_Reading passage_:

[start]

A null default is fine -- it's a default; if it isn't right for a particular case you can provide something else.
But another idea (and one pretty similar to John's) is to follow the
SYMSXP
design at the C level, where there is a structure that points to the name
and a value. We already have SYMSXPs at the R level of course (name
objects) but they do not provide access to the value, which is typically
R_UnboundValue. But this does not even need to be implemented with SYMSXP.
The design would allow something like:
binding <- getBinding("x", env)
if (hasValue(binding)) {
x <- value(binding) # throws an error if none
message(name(binding), "has value", x)
}
That I think it is a bit verbose but readable and could be made fast. And
I
think binding objects would be useful in other ways, as they are
essentially a "named object". For example, when iterating over an
environment.
This would need a lot more thought. Directly exposing the internals is definitely not something we want to do as we may well want to change that design. But there are lots of other corner issues that would have to be thought through before going forward, such as what happens if an rm occurs between obtaining a binding object and doing something with it. Serialization would also need thinking through. This doesn't seem like a worthwhile place to spend our efforts to me. Adding getIfExists, or .get, or get0, or whatever seems fine. Adding an argument to get() with missing giving current behavior may be OK too. Rewriting exists and get as .Primitives may be sufficient though. Best, luke Michael
On Thu, Jan 8, 2015 at 6:03 AM, John Nolan <jpnolan at american.edu> wrote: Adding an optional argument to get (and mget) like
val <- get(name, where, ..., value.if.not.found=NULL ) (*)

[end]

_Work to do_:
1: Answer these questions about the forum excerpt:
(a) What value do the excerpt's R-level SYMSXPs typically hold?
(b) In the code sketch, what happens when value(binding) is called and there is no value?
(c) Besides an rm occurring between getting a binding object and using it, what other matter does the excerpt say would need thinking through?
2: Quote the stretch of the forum excerpt from "But another idea" through "implemented with SYMSXP.".

_Items from a dataset_:
[start]

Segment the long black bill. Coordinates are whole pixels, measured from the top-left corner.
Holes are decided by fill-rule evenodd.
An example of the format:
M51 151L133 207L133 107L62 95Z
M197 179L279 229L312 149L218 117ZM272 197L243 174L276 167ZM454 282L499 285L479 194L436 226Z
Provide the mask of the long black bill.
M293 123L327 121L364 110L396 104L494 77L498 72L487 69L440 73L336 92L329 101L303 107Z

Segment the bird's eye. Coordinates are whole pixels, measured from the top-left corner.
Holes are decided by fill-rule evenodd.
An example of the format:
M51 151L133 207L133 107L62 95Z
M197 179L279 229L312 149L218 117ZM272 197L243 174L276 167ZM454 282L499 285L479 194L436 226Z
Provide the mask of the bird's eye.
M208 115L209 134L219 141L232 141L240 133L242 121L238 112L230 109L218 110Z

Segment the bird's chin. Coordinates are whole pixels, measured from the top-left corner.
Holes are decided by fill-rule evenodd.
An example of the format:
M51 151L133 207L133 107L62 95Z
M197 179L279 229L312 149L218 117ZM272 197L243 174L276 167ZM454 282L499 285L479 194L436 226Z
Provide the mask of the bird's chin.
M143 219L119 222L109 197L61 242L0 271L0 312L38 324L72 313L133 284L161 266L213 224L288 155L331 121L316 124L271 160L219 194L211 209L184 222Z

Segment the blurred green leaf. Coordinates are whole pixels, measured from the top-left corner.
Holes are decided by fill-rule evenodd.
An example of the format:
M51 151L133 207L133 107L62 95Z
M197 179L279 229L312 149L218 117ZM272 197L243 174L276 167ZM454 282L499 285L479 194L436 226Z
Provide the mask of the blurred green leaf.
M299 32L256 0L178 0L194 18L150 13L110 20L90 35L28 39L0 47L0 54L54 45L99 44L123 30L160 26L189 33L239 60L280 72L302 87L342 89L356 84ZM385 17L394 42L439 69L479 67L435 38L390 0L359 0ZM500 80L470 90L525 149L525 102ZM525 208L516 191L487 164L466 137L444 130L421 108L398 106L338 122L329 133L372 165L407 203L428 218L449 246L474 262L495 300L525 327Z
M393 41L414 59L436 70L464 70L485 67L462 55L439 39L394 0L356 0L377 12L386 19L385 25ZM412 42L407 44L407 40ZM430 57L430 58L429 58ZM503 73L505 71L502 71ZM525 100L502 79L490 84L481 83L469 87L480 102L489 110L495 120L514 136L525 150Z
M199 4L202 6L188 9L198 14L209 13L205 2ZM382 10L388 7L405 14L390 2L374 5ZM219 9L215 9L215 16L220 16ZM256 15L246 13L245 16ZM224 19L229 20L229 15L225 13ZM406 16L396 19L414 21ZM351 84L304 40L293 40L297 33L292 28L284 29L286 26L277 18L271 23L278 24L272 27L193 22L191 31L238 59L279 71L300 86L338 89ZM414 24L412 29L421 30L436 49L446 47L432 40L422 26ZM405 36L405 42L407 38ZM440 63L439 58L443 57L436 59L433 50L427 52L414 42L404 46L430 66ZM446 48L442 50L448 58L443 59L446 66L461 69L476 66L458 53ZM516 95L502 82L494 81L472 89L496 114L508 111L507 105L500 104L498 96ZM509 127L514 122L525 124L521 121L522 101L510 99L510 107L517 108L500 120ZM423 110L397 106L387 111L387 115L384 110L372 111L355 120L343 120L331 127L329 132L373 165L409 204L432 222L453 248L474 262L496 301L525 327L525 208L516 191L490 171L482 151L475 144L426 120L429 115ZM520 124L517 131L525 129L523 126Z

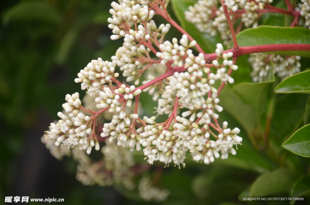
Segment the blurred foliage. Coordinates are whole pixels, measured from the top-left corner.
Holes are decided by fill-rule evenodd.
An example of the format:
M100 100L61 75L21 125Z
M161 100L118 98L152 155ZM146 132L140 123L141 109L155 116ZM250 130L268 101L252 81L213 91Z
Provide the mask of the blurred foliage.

[end]
[start]

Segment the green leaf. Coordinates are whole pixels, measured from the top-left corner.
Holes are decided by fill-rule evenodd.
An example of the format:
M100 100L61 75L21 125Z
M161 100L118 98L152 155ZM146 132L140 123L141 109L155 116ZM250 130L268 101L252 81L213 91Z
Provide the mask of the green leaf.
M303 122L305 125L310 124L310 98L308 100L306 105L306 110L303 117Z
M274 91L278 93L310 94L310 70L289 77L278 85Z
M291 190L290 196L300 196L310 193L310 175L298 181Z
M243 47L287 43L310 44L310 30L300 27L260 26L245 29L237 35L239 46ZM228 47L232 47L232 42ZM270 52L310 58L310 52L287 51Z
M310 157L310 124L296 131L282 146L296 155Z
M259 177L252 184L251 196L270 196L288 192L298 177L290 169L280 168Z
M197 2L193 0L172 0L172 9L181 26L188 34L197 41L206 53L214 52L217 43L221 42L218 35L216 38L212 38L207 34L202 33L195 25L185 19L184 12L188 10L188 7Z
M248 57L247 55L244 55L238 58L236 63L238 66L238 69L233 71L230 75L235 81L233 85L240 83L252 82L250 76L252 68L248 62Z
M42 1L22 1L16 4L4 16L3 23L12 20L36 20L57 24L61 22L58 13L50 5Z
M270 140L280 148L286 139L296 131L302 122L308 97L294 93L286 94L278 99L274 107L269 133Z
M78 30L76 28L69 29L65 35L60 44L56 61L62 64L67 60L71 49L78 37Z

[end]

_Answers_:
1:
(a) R_UnboundValue.
(b) It throws an error.
(c) Serialization.

2:
But another idea (and one pretty similar to John's) is to follow the
SYMSXP
design at the C level, where there is a structure that points to the name
and a value. We already have SYMSXPs at the R level of course (name
objects) but they do not provide access to the value, which is typically
R_UnboundValue. But this does not even need to be implemented with SYMSXP.